__Extrait à lire__:
□ □ □ □

* L’arrivée au palais

plan 1 : la montée des marches est filmée en plan d’ensemble en contre-plongée ce qui met en relief le comique de situation. Shahdov en tête grimpant avec son long tuyau suivi par son avocat pataud qui chute.

plan 2 : l’entrée dans le hall. La caméra a changé d’axe et filme le roi en travelling latéral, franchissant la porte en glissant sur un pied, comme dans ses fameux virages du temps du muet et reprenant sa course affolée tandis qu’une voix hors-champ appelle : « Igor Shahdov d’Estrovie. »

plan 3 : Le raccord se fait dans le mouvement. Le roi fait irruption dans la salle et se précipite à la barre en criant : « Ici ». Le foyer de la perception se situe à mi-chemin entre le public et le tribunal, plaçant ainsi le roi dans une situation intermédiaire où il est d’abord considéré pour lui-même. Les membres de la Commission sont dans la profondeur de champ. Shahdov est filmé de dos.

‘« Levez la main droite. Jurez de dire la vérité, toute la vérité. »’

Le spectateur omniscient, qui connaît la situation burlesque, pressent le rire. En effet, avec effort, le roi brandit la main droite prolongée de la lance à incendie. Les rires fusent de la salle.

Mais Chaplin ne s’en tient pas là et renforce le gag. Il va jusqu’au bout de la dérision pour donner au rire sa pleine fonction critique.

□ □ □ □

__Données fournies__:
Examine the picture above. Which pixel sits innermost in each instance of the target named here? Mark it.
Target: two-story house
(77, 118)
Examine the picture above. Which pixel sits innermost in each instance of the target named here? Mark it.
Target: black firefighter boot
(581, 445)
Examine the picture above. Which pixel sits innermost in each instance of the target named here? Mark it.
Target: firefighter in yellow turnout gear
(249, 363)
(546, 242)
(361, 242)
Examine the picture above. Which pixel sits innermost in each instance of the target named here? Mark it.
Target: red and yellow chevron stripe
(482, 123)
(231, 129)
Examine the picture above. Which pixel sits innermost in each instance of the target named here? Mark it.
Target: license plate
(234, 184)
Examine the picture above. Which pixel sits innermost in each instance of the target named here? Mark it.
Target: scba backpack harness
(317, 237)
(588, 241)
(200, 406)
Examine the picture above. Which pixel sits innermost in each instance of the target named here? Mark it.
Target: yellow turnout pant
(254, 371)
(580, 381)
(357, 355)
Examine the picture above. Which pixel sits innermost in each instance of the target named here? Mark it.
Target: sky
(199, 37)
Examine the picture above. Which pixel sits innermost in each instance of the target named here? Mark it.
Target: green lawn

□ □ □ □

__Objectif 1__: Transcrivez l'ensemble des enregistrements ci-dessus en une liste JSON de chaînes, à raison d'une chaîne par ligne et sans les lignes vides.
__Objectif 2__: Prolongez l'extrait sur l'arrivée du roi au palais en reprenant juste après sa dernière phrase.

__Résultat final 1__:
[
  "Examine the picture above. Which pixel sits innermost in each instance of the target named here? Mark it.",
  "Target: two-story house",
  "(77, 118)",
  "Examine the picture above. Which pixel sits innermost in each instance of the target named here? Mark it.",
  "Target: black firefighter boot",
  "(581, 445)",
  "Examine the picture above. Which pixel sits innermost in each instance of the target named here? Mark it.",
  "Target: firefighter in yellow turnout gear",
  "(249, 363)",
  "(546, 242)",
  "(361, 242)",
  "Examine the picture above. Which pixel sits innermost in each instance of the target named here? Mark it.",
  "Target: red and yellow chevron stripe",
  "(482, 123)",
  "(231, 129)",
  "Examine the picture above. Which pixel sits innermost in each instance of the target named here? Mark it.",
  "Target: license plate",
  "(234, 184)",
  "Examine the picture above. Which pixel sits innermost in each instance of the target named here? Mark it.",
  "Target: scba backpack harness",
  "(317, 237)",
  "(588, 241)",
  "(200, 406)",
  "Examine the picture above. Which pixel sits innermost in each instance of the target named here? Mark it.",
  "Target: yellow turnout pant",
  "(254, 371)",
  "(580, 381)",
  "(357, 355)",
  "Examine the picture above. Which pixel sits innermost in each instance of the target named here? Mark it.",
  "Target: sky",
  "(199, 37)",
  "Examine the picture above. Which pixel sits innermost in each instance of the target named here? Mark it.",
  "Target: green lawn"
]

__Résultat final 2__:
plan 4 : Par un montage cut, nous nous retrouvons dans le hall d’entrée. Les policiers apercevant le tuyau déroulé s’écrient : « Un incendie ! Déclenchez l'alarme ! »

plan 5 : Le montage alterné nous ramène à Shahdov cadré de face à la barre. Une voix d’un membre de la Commission s’exclame : « Quelle pitrerie ! »

‘Shahdov réplique : « Excusez-moi, j’ai dû apporter la lance avec moi. »’

plan 6 : Les policiers rajustent le tuyau à un autre.

plan 7 : Plan d’ensemble sur la salle. Le roi essaie d’enlever la lance.

‘« Le Comité vous inculpe d’outrage au Congrès »
« Ce n’est pas chic de votre part » , répond naïvement Shahdov. ’

Plan 8 : Plan américain serré sur le roi. La pression est brutale dans le tuyau, l’eau jaillit. et il se trouve déséquilibré.

plan 9 : Contrechamp sur le tribunal : la lance arrose copieusement les membres de la Commission. On ne peut s’empêcher de penser au film muet de 1915 A Night in the Show qui use du même gag lorsque Chaplin veut annihiler ce qu’il n’aime pas.

plan 10 : Le montage cut entraîne un changement d’axe de la caméra. L’avocat est filmé en plan moyen dans l’encadrement d’une porte. Son interpellation brutale entraîne un contrechamp sur Shahdov.

Plan 11 : Mimant le déséquilibre sous la pression du jet, il l’arrose abondamment.

Très paradoxalement un fondu enchaîné sur une rotative débite les journaux. La manchette du premier : « Shahdov, témoin amical » et la manchette du second : « Le roi lavé des accusations de la Commission. » mettent curieusement fin à l’interrogatoire.

Suit la fermeture au noir qui clôt la séquence.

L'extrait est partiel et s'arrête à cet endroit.